EXTRACTED RECORDS:
------------
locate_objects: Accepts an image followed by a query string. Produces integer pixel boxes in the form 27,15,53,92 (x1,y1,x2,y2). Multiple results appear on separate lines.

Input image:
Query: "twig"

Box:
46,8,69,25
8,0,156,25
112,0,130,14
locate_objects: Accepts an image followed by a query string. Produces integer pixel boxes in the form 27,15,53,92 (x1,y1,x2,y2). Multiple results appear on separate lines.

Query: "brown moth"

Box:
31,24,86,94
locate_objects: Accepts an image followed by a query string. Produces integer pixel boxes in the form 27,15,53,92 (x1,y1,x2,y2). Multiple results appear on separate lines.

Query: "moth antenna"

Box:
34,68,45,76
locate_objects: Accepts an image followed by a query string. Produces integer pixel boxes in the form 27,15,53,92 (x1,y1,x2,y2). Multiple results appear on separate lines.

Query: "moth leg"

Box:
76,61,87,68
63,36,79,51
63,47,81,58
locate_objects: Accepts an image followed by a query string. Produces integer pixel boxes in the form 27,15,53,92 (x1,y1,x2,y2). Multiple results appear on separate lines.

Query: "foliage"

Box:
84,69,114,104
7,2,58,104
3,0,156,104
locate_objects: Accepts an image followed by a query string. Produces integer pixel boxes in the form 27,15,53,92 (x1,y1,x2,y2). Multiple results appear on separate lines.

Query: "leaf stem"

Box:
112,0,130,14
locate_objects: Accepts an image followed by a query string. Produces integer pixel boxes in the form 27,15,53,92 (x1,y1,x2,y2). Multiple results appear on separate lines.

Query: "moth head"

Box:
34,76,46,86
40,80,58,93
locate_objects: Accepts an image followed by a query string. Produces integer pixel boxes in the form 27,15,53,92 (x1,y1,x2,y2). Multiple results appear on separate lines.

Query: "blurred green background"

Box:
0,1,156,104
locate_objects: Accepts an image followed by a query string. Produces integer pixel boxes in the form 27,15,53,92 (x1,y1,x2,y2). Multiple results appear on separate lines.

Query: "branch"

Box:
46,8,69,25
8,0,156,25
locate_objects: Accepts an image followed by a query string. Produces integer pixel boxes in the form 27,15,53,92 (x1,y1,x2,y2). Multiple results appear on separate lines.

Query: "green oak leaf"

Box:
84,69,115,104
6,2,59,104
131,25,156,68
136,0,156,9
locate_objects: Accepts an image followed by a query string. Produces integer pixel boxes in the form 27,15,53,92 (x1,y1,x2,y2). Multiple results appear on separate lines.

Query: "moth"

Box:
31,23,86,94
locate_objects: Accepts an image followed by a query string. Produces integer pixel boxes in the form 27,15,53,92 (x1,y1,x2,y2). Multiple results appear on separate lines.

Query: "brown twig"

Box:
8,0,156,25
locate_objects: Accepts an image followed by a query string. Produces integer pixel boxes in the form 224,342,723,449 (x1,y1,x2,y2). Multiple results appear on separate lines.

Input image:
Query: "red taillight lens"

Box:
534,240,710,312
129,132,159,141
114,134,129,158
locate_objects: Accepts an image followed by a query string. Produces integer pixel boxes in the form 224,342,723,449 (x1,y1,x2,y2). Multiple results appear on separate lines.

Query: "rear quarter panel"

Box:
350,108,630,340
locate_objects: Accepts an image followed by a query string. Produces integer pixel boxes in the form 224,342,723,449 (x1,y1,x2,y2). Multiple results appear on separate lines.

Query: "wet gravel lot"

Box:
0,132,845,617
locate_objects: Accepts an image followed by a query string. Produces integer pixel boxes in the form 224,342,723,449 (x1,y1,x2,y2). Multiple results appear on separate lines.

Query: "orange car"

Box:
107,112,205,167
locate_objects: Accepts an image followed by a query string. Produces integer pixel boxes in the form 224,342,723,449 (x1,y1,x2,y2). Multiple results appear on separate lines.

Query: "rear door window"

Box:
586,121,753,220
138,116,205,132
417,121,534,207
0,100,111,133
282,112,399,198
------------
TO BE DONE:
All the entries above need to be reproduced exactly.

ANSWER TO THE TASK:
locate_objects: Accepts an image followed by a query string. Produces integer pixel boxes in the form 27,15,53,92 (x1,y1,x2,y2). Multiple results appear on separate lines.

Input image:
Query: "twig"

Box:
46,8,69,25
8,0,156,25
112,0,130,14
locate_objects: Accepts an image followed by a query string. Produces integer pixel boxes in the form 27,15,53,92 (x1,y1,x2,y2). Multiple results appear on separate lines.

Query: "brown moth"

Box:
31,24,86,94
locate_objects: Accepts an image followed by a query string. Produces integer pixel boxes in the form 27,15,53,92 (x1,y1,x2,y2). Multiple results appear on separate lines.

Query: "moth antenna"

Box:
34,68,45,76
locate_objects: Accepts an image followed by a query string. Produces integer pixel boxes in the form 27,15,53,92 (x1,y1,x2,y2). Multiple results appear on separate lines.

Query: "moth leg"

Box:
76,61,87,68
63,36,79,51
63,47,81,58
locate_objects: Accepts an image followed by a query string. Produces integer pixel boxes in the form 27,15,53,92 (x1,y1,x2,y2). Multiple results appear on separate lines.

Query: "foliage"

Box:
84,69,114,104
7,2,58,104
3,0,156,104
locate_objects: Accepts an image followed by a query string. Produces integer pixel boxes in the form 27,15,53,92 (x1,y1,x2,y2). Multiple results appear on separate lines.

Query: "leaf stem"

Box:
112,0,130,14
locate_objects: Accepts an image followed by a query string. Produces integer pixel boxes in the form 27,15,53,92 (x1,y1,x2,y2). Multiple results appear on separate lines.

Query: "moth head"

Box:
34,76,46,86
40,80,58,93
locate_objects: Accepts an image followed by a query string. Produces integer pixel boxes in the form 27,15,53,92 (x1,y1,x2,y2). Multiple results appear on separate lines.

Query: "blurred green background"

Box:
0,1,156,104
locate_objects: Accepts an image followed by a query string. Produces integer pixel boxes in the form 27,15,53,92 (x1,y1,x2,y2). Multiple results appear on separate lines.

Query: "branch"

Box:
46,8,69,25
8,0,156,25
locate_objects: Accepts an image followed by a query string. Produces integer pixel boxes in the form 27,15,53,92 (x1,y1,x2,y2). Multiple results appear on separate lines.

Query: "green oak leaf"

Box:
84,69,115,104
6,2,59,104
131,25,156,68
136,0,156,9
locate_objects: Accepts an image followed by a query string. Produces integer pixel boxes in the form 27,15,53,92 (x1,y1,x2,y2). Multiple results appear on separate lines.

Query: "moth"

Box:
31,23,86,94
locate_objects: Accepts an image followed by a query string. Produces integer pixel boxes in the form 27,15,53,92 (x1,y1,x2,y2). Multiple results appear on separate lines.

Query: "brown twig"

Box:
8,0,156,25
locate_objects: Accepts an image followed by a query string. Produces integer pixel boxes in the form 224,342,723,449 (x1,y1,x2,y2). Multiple results appear on separate lines.

Input image:
Query: "red taillight lens"

Box:
534,240,710,312
129,132,159,141
114,134,129,158
locate_objects: Accepts an image followed by a query string. Produces integer pixel boxes in the form 224,342,723,449 (x1,y1,x2,y2). Multiple results appear on separate lines.

Query: "rear quarter panel"

Box:
350,108,630,340
locate_objects: Accepts an image followed by a query string. Produces integer pixel boxes in the form 224,342,723,449 (x1,y1,x2,y2). Multiple results appear on separate lines.

Query: "wet gravel lot"

Box:
0,132,845,617
locate_objects: Accepts an image followed by a query string. Produces integer pixel boxes in the form 224,342,723,449 (x1,y1,x2,y2). Multiple results appear on separate lines.

Query: "orange car"

Box:
107,112,205,167
locate_objects: Accepts an image followed by a query string. Produces integer pixel boxes in the form 224,342,723,449 (x1,y1,x2,y2). Multiple results appear on separate lines.

Query: "rear door window"

Box:
586,121,753,220
138,116,205,132
417,121,534,207
0,100,111,133
282,112,399,198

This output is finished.